Manoj,

Thanks for the reply!  Unfortunately, I failed to note that we don't
have an auto-extending data pool.  Our data pool is about 212GB, in 4GB
chunks, with about 4.5GB free right now.  We extend it explicitly, and
monitor to make sure it doesn't fill up.

-JF 

> -----Original Message-----
> From: Manoj [mailto:[EMAIL PROTECTED] 
> Sent: Monday, October 10, 2005 8:51 PM
> To: Jon Frisby
> Cc: mysql@lists.mysql.com
> Subject: Re: Non-linear degradation in bulk loads?
> 
> Not sure but given that you suffer from non-linear 
> degradation in performance;my guess is you might be extending 
> your ibdata file every too frequently during the batch load 
> process. Check the ibdata_data_file_path variable in my.cnf 
> for more details.
> 
> Cheers
> 
> Manoj
> On 10/11/05, Jon Frisby <[EMAIL PROTECTED]> wrote:
> > Everyone,
> >
> > We're trying to do some bulk data loads on several different tables 
> > (on several different machines, using several different techniques)

### Supplied data
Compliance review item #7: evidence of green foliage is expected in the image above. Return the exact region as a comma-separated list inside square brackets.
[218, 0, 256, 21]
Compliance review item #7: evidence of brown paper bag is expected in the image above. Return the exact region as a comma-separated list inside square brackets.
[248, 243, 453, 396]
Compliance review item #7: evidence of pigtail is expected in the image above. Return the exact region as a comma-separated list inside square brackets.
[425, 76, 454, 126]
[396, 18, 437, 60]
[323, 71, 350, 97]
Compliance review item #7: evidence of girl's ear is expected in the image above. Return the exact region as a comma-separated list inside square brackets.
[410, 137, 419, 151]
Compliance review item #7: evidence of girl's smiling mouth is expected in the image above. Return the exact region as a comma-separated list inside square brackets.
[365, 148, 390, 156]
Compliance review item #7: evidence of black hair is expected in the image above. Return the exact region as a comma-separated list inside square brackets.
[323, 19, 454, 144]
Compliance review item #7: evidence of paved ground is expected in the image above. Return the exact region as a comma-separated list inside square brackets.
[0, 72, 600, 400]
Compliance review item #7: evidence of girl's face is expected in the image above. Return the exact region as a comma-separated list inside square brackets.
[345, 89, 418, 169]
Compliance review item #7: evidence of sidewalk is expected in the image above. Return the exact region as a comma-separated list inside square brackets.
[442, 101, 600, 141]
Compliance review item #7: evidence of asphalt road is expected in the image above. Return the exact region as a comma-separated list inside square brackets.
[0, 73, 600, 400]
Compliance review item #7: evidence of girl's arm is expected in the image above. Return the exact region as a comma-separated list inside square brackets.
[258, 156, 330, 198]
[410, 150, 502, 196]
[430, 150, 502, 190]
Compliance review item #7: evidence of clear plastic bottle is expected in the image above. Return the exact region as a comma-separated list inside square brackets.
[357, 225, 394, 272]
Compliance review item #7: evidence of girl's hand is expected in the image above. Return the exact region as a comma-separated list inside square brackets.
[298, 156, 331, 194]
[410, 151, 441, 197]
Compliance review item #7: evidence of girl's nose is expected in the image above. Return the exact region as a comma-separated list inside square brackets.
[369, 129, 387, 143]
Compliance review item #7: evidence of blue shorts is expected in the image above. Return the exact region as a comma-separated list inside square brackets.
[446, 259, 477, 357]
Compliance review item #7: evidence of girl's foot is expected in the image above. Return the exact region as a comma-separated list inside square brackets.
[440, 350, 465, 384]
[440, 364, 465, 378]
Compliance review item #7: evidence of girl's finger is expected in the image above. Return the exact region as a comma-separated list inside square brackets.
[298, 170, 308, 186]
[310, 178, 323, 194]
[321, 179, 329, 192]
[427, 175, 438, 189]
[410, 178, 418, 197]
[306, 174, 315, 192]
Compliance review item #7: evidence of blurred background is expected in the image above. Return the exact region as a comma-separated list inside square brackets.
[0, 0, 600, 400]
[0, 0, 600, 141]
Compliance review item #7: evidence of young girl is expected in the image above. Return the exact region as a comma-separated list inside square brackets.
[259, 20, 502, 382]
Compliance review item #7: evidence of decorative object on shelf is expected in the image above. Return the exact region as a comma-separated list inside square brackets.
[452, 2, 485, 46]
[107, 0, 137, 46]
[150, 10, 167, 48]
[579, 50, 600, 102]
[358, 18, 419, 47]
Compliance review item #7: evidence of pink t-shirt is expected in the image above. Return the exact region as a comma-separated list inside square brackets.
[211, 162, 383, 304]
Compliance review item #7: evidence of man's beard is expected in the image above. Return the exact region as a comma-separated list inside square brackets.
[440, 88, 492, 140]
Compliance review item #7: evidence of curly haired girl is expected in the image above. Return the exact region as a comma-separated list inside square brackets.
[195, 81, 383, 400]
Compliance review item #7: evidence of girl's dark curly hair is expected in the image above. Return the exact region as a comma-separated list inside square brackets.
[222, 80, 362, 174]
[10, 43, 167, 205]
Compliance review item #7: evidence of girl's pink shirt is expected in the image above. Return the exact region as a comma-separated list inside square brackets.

* * *

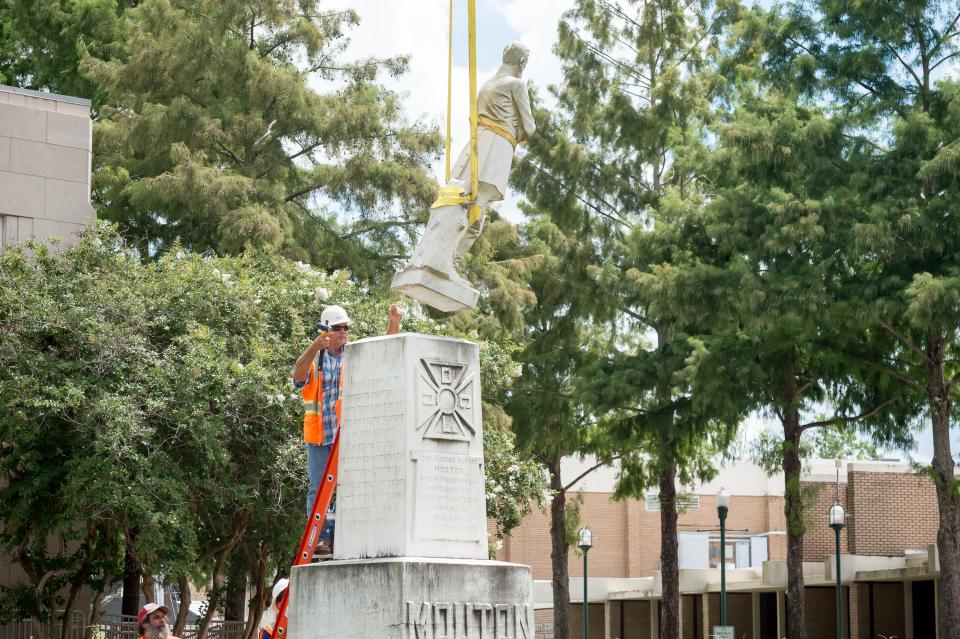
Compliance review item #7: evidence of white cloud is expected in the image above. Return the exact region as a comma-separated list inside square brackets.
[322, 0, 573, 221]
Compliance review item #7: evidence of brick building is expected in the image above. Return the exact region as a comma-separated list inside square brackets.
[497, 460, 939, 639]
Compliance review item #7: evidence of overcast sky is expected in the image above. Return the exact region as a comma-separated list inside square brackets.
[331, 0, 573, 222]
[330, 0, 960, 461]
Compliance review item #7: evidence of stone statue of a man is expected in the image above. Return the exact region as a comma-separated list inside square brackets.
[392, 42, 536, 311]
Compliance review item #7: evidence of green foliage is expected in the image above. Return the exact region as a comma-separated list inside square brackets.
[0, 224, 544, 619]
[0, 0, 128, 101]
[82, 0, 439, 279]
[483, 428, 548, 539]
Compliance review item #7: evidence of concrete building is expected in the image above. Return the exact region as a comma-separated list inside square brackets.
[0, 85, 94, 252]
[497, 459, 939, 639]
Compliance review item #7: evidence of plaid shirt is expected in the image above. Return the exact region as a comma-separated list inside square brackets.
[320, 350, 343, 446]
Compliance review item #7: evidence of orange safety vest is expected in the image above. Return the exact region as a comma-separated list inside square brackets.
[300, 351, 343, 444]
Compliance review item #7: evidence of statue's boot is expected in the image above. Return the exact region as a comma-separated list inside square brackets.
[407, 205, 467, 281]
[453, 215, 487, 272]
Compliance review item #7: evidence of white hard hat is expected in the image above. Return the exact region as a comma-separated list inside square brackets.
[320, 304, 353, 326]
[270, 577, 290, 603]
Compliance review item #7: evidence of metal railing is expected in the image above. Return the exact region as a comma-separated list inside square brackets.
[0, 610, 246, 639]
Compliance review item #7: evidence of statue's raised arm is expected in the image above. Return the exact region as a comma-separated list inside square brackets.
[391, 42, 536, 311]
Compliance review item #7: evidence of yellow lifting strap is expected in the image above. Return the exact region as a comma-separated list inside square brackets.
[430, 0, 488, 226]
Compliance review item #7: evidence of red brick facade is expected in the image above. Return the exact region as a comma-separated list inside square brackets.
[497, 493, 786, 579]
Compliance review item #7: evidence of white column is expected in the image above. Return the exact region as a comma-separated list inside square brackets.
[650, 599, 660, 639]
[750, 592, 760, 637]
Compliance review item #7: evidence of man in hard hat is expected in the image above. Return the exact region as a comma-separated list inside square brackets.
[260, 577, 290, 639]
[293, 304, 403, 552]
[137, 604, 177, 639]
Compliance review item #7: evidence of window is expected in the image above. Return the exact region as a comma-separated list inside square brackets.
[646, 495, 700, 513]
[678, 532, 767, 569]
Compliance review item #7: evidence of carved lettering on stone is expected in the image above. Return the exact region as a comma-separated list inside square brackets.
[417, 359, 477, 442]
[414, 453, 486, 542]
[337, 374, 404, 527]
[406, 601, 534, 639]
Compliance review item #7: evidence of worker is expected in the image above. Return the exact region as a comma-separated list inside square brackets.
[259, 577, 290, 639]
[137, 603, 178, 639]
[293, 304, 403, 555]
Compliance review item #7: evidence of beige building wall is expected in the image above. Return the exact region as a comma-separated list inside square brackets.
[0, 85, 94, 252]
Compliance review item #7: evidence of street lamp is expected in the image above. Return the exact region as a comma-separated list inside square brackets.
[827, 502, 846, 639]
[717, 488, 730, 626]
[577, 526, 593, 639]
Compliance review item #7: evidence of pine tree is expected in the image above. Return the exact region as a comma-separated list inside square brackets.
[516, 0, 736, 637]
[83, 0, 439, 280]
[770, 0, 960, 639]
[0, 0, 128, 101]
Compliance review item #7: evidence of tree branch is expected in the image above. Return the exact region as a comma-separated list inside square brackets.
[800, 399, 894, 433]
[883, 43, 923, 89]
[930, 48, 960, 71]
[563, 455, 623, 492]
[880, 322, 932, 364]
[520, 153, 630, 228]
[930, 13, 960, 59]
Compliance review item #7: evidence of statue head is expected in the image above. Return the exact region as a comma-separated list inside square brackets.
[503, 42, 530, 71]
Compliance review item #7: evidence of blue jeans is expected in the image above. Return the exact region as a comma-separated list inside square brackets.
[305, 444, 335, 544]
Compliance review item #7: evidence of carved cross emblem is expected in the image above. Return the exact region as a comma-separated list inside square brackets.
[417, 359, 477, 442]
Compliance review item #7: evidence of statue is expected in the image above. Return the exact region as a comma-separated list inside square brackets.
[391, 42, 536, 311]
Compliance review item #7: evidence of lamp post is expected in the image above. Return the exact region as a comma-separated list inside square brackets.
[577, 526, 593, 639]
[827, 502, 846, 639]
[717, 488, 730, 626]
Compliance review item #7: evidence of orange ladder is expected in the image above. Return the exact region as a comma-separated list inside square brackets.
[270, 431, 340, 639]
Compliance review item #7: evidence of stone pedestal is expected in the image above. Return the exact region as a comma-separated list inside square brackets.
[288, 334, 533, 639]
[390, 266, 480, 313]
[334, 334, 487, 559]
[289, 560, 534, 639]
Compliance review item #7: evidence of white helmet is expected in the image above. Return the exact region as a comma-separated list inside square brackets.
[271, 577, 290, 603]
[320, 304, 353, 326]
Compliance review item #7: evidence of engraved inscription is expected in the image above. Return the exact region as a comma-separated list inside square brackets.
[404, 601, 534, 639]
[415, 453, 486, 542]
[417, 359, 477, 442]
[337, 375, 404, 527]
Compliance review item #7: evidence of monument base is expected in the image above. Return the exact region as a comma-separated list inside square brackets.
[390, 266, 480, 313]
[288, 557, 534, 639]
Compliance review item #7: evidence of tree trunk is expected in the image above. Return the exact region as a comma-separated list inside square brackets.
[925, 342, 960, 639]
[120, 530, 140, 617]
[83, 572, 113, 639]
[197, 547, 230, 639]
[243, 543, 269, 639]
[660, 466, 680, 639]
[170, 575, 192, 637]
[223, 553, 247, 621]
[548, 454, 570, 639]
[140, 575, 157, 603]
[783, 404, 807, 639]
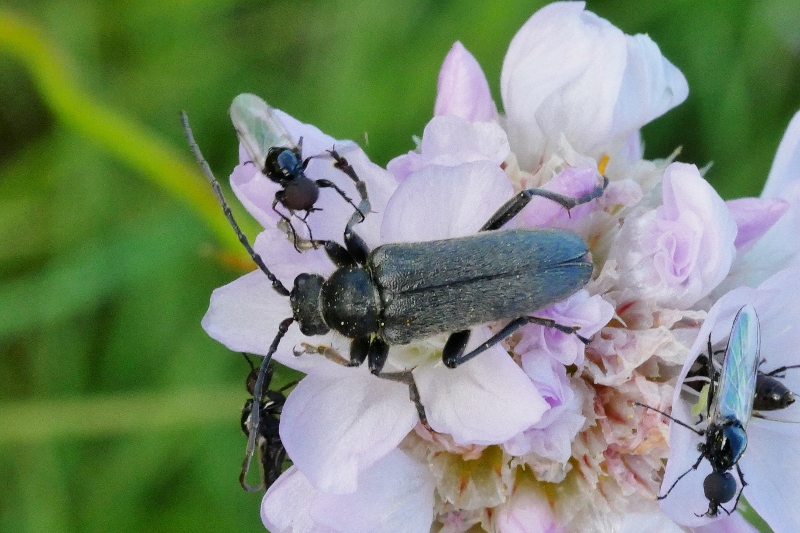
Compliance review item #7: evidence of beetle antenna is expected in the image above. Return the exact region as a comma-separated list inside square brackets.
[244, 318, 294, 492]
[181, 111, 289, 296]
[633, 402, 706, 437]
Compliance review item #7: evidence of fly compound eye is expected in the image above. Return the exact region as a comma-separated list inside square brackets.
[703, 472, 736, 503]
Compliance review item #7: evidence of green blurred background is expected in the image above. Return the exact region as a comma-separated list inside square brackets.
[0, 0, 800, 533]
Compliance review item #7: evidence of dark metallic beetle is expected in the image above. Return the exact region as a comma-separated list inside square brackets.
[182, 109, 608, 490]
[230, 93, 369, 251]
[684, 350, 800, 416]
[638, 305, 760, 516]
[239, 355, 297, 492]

* * *

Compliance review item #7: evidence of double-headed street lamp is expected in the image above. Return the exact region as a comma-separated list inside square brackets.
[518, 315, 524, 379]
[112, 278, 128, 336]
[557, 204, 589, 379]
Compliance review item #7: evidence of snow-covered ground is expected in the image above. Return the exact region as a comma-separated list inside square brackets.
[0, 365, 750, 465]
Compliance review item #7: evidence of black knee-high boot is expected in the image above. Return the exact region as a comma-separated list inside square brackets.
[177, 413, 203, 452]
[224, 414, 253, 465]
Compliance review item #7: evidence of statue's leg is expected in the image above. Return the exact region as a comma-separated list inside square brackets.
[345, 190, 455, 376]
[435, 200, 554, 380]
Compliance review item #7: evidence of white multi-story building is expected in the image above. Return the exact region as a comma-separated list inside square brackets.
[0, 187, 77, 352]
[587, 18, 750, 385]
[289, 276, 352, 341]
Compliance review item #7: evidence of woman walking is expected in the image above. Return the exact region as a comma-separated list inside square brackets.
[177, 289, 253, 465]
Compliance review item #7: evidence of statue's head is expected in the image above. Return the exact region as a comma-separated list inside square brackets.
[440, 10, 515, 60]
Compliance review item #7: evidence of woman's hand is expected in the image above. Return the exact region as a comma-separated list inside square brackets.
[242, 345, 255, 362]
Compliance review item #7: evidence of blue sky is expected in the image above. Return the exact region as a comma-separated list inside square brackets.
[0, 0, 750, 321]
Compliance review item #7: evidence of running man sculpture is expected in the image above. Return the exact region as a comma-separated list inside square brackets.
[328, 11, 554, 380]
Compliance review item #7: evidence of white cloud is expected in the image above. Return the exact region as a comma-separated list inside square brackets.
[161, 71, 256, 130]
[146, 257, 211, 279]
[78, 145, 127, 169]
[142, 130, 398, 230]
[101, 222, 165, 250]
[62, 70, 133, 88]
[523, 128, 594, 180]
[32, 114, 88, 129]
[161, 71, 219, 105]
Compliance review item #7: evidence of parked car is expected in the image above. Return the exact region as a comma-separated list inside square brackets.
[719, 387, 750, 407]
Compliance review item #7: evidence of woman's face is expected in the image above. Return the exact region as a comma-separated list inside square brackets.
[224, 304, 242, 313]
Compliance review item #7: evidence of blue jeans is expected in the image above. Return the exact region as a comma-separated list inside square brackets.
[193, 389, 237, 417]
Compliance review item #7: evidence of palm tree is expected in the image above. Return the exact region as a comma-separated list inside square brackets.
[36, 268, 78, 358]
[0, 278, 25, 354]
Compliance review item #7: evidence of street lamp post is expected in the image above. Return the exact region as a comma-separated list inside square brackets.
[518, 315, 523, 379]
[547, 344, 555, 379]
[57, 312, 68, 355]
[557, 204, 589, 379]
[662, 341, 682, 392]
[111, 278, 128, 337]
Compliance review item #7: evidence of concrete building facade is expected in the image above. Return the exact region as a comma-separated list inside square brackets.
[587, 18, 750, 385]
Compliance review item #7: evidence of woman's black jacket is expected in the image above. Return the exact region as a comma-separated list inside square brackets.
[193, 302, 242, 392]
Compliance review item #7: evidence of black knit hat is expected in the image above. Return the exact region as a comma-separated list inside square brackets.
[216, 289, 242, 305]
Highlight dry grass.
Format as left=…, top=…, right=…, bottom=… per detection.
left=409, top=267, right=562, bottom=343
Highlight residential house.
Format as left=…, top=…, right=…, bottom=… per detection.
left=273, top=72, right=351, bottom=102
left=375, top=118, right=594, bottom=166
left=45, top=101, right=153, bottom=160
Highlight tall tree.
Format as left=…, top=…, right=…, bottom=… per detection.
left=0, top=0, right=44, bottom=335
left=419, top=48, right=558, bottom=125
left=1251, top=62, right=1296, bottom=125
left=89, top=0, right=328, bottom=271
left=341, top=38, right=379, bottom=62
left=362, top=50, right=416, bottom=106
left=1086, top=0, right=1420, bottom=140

### Set task
Print the stretch of the email about bulk data loads from "Thanks for the" through "in bulk loads?", keeping every character unchanged.

### Result of this task
Thanks for the reply!  Unfortunately, I failed to note that we don't
have an auto-extending data pool.  Our data pool is about 212GB, in 4GB
chunks, with about 4.5GB free right now.  We extend it explicitly, and
monitor to make sure it doesn't fill up.

-JF 

> -----Original Message-----
> From: Manoj [mailto:[EMAIL PROTECTED] 
> Sent: Monday, October 10, 2005 8:51 PM
> To: Jon Frisby
> Cc: mysql@lists.mysql.com
> Subject: Re: Non-linear degradation in bulk loads?